WHAT THE TASK REQUIRES: Write out each record a second time, exactly.

"""

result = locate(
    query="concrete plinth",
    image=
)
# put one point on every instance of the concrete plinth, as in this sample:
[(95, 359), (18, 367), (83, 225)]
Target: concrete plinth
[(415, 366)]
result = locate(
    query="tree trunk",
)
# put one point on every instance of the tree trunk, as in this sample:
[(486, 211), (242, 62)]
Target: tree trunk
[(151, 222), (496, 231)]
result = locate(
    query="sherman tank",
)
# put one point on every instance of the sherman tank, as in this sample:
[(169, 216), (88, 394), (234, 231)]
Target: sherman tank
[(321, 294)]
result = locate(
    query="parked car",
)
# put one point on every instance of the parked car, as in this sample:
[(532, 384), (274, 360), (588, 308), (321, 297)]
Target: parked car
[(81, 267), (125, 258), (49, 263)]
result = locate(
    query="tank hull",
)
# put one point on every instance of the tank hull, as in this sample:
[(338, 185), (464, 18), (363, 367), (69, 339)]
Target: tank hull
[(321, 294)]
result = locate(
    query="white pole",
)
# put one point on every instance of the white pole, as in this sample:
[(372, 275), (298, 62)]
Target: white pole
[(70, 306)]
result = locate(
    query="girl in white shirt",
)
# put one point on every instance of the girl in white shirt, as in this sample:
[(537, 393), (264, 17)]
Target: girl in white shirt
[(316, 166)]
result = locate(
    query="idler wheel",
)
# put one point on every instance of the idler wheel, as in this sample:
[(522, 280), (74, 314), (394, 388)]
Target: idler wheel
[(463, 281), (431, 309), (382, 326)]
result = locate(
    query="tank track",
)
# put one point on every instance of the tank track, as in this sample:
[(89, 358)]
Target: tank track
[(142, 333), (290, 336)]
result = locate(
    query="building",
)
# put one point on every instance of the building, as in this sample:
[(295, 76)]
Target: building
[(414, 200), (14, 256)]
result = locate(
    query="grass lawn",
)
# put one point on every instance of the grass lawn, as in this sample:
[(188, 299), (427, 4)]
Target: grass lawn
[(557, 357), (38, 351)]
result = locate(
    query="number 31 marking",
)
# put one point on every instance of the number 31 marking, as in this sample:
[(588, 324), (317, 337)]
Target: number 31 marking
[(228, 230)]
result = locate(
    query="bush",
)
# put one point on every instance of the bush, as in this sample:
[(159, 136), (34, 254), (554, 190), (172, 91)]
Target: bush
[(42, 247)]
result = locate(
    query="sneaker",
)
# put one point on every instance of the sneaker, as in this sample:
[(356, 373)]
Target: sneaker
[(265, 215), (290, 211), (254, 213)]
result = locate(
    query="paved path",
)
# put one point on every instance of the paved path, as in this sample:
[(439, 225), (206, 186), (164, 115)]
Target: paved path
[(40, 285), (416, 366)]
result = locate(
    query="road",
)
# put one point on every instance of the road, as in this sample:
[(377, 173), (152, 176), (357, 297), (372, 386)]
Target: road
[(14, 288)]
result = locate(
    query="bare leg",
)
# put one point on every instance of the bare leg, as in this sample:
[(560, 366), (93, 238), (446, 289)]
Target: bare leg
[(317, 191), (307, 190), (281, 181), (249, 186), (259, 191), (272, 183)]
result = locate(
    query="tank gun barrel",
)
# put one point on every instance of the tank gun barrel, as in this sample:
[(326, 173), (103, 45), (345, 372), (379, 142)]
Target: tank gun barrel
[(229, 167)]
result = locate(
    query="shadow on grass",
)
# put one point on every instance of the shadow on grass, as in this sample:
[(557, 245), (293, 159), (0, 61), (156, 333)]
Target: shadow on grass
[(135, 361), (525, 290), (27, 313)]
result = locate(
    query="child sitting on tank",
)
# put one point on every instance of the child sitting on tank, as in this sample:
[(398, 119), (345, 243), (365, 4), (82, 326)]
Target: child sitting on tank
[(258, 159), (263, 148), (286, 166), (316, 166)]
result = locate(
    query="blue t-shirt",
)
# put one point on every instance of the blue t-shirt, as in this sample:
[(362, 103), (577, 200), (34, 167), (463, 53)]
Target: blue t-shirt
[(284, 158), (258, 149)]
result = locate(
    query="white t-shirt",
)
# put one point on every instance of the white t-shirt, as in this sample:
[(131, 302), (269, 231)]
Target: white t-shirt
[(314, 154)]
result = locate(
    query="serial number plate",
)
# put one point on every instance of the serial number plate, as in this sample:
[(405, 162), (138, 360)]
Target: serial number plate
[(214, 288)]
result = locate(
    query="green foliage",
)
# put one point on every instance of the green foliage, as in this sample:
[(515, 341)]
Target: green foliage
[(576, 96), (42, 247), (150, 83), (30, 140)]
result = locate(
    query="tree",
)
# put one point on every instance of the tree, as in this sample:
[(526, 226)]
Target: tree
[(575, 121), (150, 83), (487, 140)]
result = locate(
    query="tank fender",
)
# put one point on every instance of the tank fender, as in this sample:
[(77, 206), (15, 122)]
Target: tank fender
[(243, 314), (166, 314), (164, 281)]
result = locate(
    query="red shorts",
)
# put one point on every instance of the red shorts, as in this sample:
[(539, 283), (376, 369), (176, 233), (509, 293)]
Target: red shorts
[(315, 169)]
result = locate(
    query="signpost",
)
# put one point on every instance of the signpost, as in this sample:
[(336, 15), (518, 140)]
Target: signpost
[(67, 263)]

"""

SOLUTION TO THE EXERCISE:
result = locate(
    query="concrete plinth",
    image=
)
# put one point on every instance of the concrete plinth, as in this sample:
[(95, 359), (18, 367), (83, 225)]
Target: concrete plinth
[(415, 366)]
result = locate(
    query="tree trunk",
)
# put one point on every instance of the tree trunk, as in this sample:
[(486, 211), (242, 62)]
Target: tree trunk
[(151, 222), (496, 231)]
result = locate(
    query="sherman tank",
)
# put one point on every instance of the sherman tank, as in this sample:
[(169, 216), (88, 394), (234, 231)]
Target: sherman tank
[(321, 294)]
result = locate(
    query="parked car",
)
# put one point on every instance of the parked car, as in this sample:
[(532, 384), (274, 360), (588, 308), (321, 297)]
Target: parked car
[(81, 267), (125, 258), (49, 263)]
result = locate(
    query="tank hull",
)
# put one point on every instance of the tank hull, as in this sample:
[(338, 185), (464, 18), (363, 367), (69, 339)]
Target: tank hull
[(321, 294)]
result = locate(
    query="white pole",
)
# put one point on every instance of the white pole, as in this sample:
[(372, 275), (298, 62)]
Target: white pole
[(70, 306)]
result = locate(
    query="girl in white shirt",
)
# put one point on every instance of the girl in white shirt, as in this sample:
[(537, 393), (264, 17)]
Target: girl in white shirt
[(316, 166)]
result = locate(
    query="idler wheel",
)
# put one point on every instance of the idler wheel, as in this sample:
[(522, 280), (74, 314), (394, 388)]
Target: idler wheel
[(463, 281), (431, 309), (382, 326)]
result = locate(
    query="tank track",
)
# put one point on every instance of the tank track, as in this sample:
[(89, 358)]
Target: tank track
[(142, 333), (290, 336)]
result = locate(
    query="building",
)
# put one point on every instance of the building, as in this sample:
[(295, 76)]
Target: building
[(414, 200), (14, 256)]
result = locate(
    query="grass lawn",
)
# put one point on every instance of the grass lawn, as in this sample:
[(188, 299), (427, 4)]
Target: grass lawn
[(557, 357), (38, 351)]
result = locate(
    query="number 31 marking",
)
# put one point on every instance of the number 31 marking, as in this sample:
[(588, 324), (317, 337)]
Target: number 31 marking
[(228, 230)]
result = locate(
    query="bush",
)
# put one point on every instance of the bush, as in this sample:
[(159, 136), (34, 254), (554, 190), (172, 91)]
Target: bush
[(42, 247)]
result = locate(
    query="sneaker",
)
# put one point on every instance of the sneaker, as in this sample:
[(356, 373)]
Target: sneaker
[(265, 215), (290, 211), (254, 213)]
result = locate(
    query="paved path",
)
# put one point on every instance of the paved path, as in this sample:
[(439, 225), (206, 186), (164, 115)]
Target: paved path
[(40, 285), (416, 366)]
result = locate(
    query="road",
)
# put one point on every instance of the road, as in this sample:
[(377, 173), (152, 176), (357, 297), (372, 386)]
Target: road
[(14, 288)]
result = locate(
    query="bare leg",
)
# put one point on every instance of the bare leg, as in this sample:
[(560, 366), (93, 238), (446, 289)]
Target: bare leg
[(317, 191), (307, 190), (281, 181), (249, 186), (259, 191), (272, 183)]
result = locate(
    query="tank gun barrel",
)
# put one point on every instance of the tank gun barrel, as in this sample:
[(326, 173), (103, 45), (345, 372), (379, 142)]
Target: tank gun barrel
[(229, 167)]
result = locate(
    query="shadow on grass",
)
# put one point on every instance of the shadow on grass, as in this sample:
[(557, 245), (293, 159), (0, 61), (156, 333)]
Target: shadow on grass
[(135, 361), (525, 290), (27, 313)]
result = locate(
    query="child sitting on tank",
)
# put one point on every instance of the child sitting on tank, as in this sample:
[(398, 119), (345, 243), (365, 4), (82, 326)]
Target: child sitting on tank
[(258, 159), (263, 148), (286, 166), (316, 166)]
result = locate(
    query="blue t-shirt",
)
# put one point on every instance of the blue t-shirt, as in this sample:
[(362, 103), (577, 200), (34, 167), (463, 53)]
Target: blue t-shirt
[(284, 158), (258, 149)]
result = locate(
    query="white t-shirt",
)
# put one point on every instance of the white t-shirt, as in this sample:
[(131, 302), (269, 231)]
Target: white t-shirt
[(314, 154)]
result = locate(
    query="serial number plate",
)
# put one point on every instance of the serial number plate, as in this sample:
[(405, 162), (138, 360)]
Target: serial number plate
[(214, 288)]
result = locate(
    query="green foliage",
)
# put one point on every instance of the green foliage, as in this sample:
[(515, 341)]
Target: green foliage
[(576, 96), (42, 247), (150, 83), (30, 140)]
result = locate(
    query="tree",
)
# put one point on every instance of the tree, as in this sample:
[(526, 226)]
Target: tree
[(575, 121), (150, 83), (487, 140)]
result = locate(
    query="tank fender",
)
# put one point on every instance of the tank fender, as in this sample:
[(77, 206), (15, 122)]
Target: tank fender
[(243, 314), (166, 314), (164, 281)]
result = locate(
    query="red shorts",
)
# put one point on every instance of the red shorts, as in this sample:
[(539, 283), (376, 369), (176, 233), (509, 293)]
Target: red shorts
[(315, 169)]
result = locate(
    query="signpost",
)
# put one point on every instance of the signpost, as in this sample:
[(336, 15), (518, 140)]
Target: signpost
[(67, 263)]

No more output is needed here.